** Begin **

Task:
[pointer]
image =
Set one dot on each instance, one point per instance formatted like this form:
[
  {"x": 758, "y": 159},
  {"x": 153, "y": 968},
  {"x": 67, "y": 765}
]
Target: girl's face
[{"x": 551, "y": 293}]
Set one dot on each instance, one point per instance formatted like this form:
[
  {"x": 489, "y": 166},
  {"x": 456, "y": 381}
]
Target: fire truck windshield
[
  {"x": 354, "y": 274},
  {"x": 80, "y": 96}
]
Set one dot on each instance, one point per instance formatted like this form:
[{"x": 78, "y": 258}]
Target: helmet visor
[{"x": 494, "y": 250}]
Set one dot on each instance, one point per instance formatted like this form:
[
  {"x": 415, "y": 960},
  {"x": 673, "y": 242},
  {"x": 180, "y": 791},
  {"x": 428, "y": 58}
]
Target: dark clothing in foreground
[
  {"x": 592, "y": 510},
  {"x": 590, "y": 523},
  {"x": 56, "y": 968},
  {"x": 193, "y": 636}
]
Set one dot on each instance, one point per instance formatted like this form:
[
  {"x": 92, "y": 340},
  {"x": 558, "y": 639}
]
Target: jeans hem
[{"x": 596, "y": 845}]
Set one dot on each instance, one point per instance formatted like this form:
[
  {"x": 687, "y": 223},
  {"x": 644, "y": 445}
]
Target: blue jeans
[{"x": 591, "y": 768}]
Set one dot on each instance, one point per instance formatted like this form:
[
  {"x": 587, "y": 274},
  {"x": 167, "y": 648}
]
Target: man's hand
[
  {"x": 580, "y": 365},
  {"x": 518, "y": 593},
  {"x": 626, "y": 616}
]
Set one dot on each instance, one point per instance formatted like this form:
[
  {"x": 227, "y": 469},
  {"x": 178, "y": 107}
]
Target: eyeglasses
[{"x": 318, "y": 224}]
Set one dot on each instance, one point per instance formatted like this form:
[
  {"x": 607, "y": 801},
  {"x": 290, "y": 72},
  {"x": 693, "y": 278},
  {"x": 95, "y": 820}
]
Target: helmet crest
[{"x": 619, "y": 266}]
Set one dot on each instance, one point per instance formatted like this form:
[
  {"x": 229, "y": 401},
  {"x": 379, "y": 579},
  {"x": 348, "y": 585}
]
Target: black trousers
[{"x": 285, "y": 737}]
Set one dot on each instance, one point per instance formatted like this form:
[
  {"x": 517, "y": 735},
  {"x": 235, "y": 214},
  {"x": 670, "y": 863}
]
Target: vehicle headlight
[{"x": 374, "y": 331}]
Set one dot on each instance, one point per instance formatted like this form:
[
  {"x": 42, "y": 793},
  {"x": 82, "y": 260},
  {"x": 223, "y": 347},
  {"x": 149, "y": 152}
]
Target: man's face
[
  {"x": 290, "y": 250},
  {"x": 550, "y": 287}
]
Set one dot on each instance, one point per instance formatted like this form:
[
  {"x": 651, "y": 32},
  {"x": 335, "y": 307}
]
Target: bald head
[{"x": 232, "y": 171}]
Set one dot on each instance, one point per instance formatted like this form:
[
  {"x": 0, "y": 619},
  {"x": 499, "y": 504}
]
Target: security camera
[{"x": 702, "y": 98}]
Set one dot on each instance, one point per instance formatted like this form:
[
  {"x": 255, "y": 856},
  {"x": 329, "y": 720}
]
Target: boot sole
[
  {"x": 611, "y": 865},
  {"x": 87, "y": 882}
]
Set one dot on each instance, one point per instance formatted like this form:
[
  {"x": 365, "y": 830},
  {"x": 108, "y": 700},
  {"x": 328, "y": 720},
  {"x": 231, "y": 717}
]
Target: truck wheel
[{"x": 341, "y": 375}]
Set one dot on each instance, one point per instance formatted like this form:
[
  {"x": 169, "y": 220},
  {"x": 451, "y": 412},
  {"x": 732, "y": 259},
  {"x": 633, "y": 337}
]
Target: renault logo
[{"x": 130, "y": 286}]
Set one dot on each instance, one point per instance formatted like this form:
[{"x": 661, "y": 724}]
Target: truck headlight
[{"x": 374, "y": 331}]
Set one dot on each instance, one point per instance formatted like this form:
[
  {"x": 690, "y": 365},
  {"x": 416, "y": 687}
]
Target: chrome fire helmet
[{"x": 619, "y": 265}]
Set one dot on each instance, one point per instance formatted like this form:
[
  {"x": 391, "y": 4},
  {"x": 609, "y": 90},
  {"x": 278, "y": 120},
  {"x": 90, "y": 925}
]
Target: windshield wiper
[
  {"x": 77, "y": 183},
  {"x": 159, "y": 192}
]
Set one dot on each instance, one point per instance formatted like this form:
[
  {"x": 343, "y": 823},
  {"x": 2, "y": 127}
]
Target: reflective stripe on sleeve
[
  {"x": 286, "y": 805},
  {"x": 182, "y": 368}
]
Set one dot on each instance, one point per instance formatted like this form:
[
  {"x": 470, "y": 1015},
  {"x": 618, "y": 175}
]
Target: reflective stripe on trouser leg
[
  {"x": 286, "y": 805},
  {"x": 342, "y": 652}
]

** End **

WRITTEN TASK: Copy out the material above in its entirety. Every detail must match.

RESULT OF THIS EXERCISE:
Task:
[pointer]
image =
Set one dot on each instance, one point per instance formatted like this form:
[
  {"x": 758, "y": 159},
  {"x": 153, "y": 968},
  {"x": 67, "y": 765}
]
Target: girl's face
[{"x": 551, "y": 293}]
Set one dot on each instance, one point per instance formatted like this form:
[
  {"x": 489, "y": 166},
  {"x": 456, "y": 381}
]
Target: fire truck windshield
[
  {"x": 354, "y": 274},
  {"x": 80, "y": 96}
]
Set one dot on each instance, one point per instance formatted like this form:
[{"x": 78, "y": 258}]
Target: helmet visor
[{"x": 494, "y": 250}]
Set one dot on each instance, one point per instance formatted like this form:
[
  {"x": 415, "y": 960},
  {"x": 673, "y": 242},
  {"x": 180, "y": 791},
  {"x": 428, "y": 58}
]
Target: dark clothing in foreground
[
  {"x": 592, "y": 510},
  {"x": 590, "y": 523},
  {"x": 56, "y": 968},
  {"x": 193, "y": 636}
]
Set one dot on each instance, one point per instance formatted like this form:
[
  {"x": 92, "y": 340},
  {"x": 558, "y": 639}
]
Target: jeans hem
[{"x": 596, "y": 845}]
Set one dot on each instance, one point per instance formatted like this form:
[
  {"x": 687, "y": 223},
  {"x": 644, "y": 445}
]
Target: blue jeans
[{"x": 591, "y": 768}]
Set one dot on each instance, one point per instance formatted like this form:
[
  {"x": 587, "y": 274},
  {"x": 167, "y": 648}
]
Target: man's hand
[
  {"x": 580, "y": 365},
  {"x": 518, "y": 593},
  {"x": 626, "y": 616}
]
Set one dot on each instance, one point per instance formatted like this form:
[
  {"x": 227, "y": 469},
  {"x": 178, "y": 107}
]
Target: eyeglasses
[{"x": 318, "y": 224}]
Set one dot on each instance, one point per instance formatted like this form:
[
  {"x": 607, "y": 801},
  {"x": 290, "y": 72},
  {"x": 693, "y": 278},
  {"x": 95, "y": 820}
]
Target: helmet crest
[{"x": 619, "y": 266}]
Set one dot on each instance, one point per instance formatted like this form:
[
  {"x": 229, "y": 401},
  {"x": 379, "y": 579},
  {"x": 348, "y": 585}
]
Target: black trousers
[{"x": 285, "y": 737}]
Set one dot on each instance, one point per instance formatted like this form:
[
  {"x": 517, "y": 735},
  {"x": 235, "y": 214},
  {"x": 670, "y": 863}
]
Target: vehicle headlight
[{"x": 374, "y": 331}]
Set one dot on each instance, one point per instance formatted like this form:
[
  {"x": 42, "y": 793},
  {"x": 82, "y": 260},
  {"x": 223, "y": 347},
  {"x": 149, "y": 152}
]
Target: man's face
[
  {"x": 290, "y": 250},
  {"x": 550, "y": 287}
]
Set one dot on each instance, one point per instance formatted like this form:
[
  {"x": 651, "y": 32},
  {"x": 335, "y": 307}
]
Target: bald head
[{"x": 232, "y": 171}]
Set one dot on each instance, one point per instance formatted like this form:
[
  {"x": 0, "y": 619},
  {"x": 499, "y": 504}
]
Target: security camera
[{"x": 702, "y": 98}]
Set one dot on each instance, one point per instance formatted like this form:
[
  {"x": 255, "y": 856},
  {"x": 329, "y": 720}
]
Target: boot sole
[
  {"x": 611, "y": 865},
  {"x": 87, "y": 882}
]
Set one dot on each instance, one point per instance formatted like this form:
[
  {"x": 365, "y": 830},
  {"x": 108, "y": 700},
  {"x": 328, "y": 720},
  {"x": 231, "y": 717}
]
Target: truck wheel
[{"x": 341, "y": 375}]
Set one dot on each instance, one point per instance formatted like this form:
[
  {"x": 169, "y": 220},
  {"x": 451, "y": 412},
  {"x": 732, "y": 259},
  {"x": 633, "y": 337}
]
Target: renault logo
[{"x": 130, "y": 286}]
Set one dot on each instance, one point per instance formatted like this form:
[{"x": 661, "y": 724}]
Target: truck headlight
[{"x": 374, "y": 331}]
Set one dot on each instance, one point per instance formatted like this form:
[
  {"x": 690, "y": 365},
  {"x": 416, "y": 687}
]
Target: chrome fire helmet
[{"x": 619, "y": 265}]
Set one dot on each instance, one point per instance formatted like this form:
[
  {"x": 391, "y": 4},
  {"x": 609, "y": 90},
  {"x": 278, "y": 120},
  {"x": 90, "y": 925}
]
Target: windshield wiper
[
  {"x": 77, "y": 183},
  {"x": 159, "y": 192}
]
Set one dot on each instance, one point per instance formatted like this form:
[
  {"x": 343, "y": 823},
  {"x": 2, "y": 127}
]
Target: reflective stripe on sleeve
[
  {"x": 286, "y": 805},
  {"x": 182, "y": 368}
]
Set one dot on each instance, one point per instance formatted like this form:
[
  {"x": 470, "y": 1015},
  {"x": 618, "y": 175}
]
Target: reflective stripe on trouser leg
[
  {"x": 286, "y": 805},
  {"x": 342, "y": 652}
]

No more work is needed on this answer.